Copy out all of the material below word for word, leaving out the pictures.

★ ★ ★

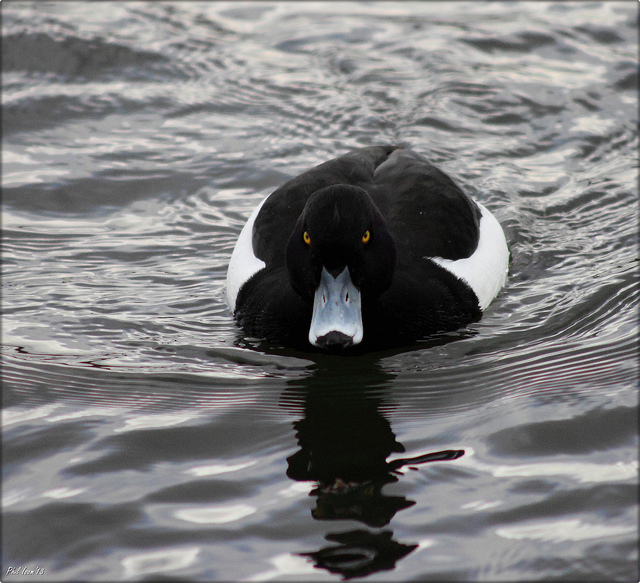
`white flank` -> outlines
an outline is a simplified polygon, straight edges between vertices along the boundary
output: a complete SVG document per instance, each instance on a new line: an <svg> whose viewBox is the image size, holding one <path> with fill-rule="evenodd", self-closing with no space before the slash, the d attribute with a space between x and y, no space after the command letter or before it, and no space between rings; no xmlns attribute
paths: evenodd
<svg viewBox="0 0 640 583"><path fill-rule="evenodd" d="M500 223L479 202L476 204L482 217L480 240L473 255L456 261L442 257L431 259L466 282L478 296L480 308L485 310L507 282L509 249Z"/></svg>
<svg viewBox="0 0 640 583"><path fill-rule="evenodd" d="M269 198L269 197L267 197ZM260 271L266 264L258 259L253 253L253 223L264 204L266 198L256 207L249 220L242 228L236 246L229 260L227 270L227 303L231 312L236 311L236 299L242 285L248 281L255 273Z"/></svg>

★ ★ ★

# Result:
`white flank` -> outlines
an outline is a simplified polygon, straight edges between vertices along the boundary
output: a complete SVG document per instance, each instance on a new line: an <svg> whose viewBox is the image size, holding one <path> with fill-rule="evenodd", self-closing with no space before the slash, the d attribute with a space between x and y, no space after the command letter or before it, and no space between rings; no xmlns attribute
paths: evenodd
<svg viewBox="0 0 640 583"><path fill-rule="evenodd" d="M500 223L479 202L476 204L482 217L480 240L473 255L456 261L442 257L431 259L466 282L478 296L480 308L485 310L507 282L509 249Z"/></svg>
<svg viewBox="0 0 640 583"><path fill-rule="evenodd" d="M269 198L269 197L267 197ZM260 271L266 264L258 259L253 253L253 223L264 204L266 198L256 207L249 220L242 228L236 246L229 260L227 270L227 303L231 312L236 311L236 299L242 285L248 281L255 273Z"/></svg>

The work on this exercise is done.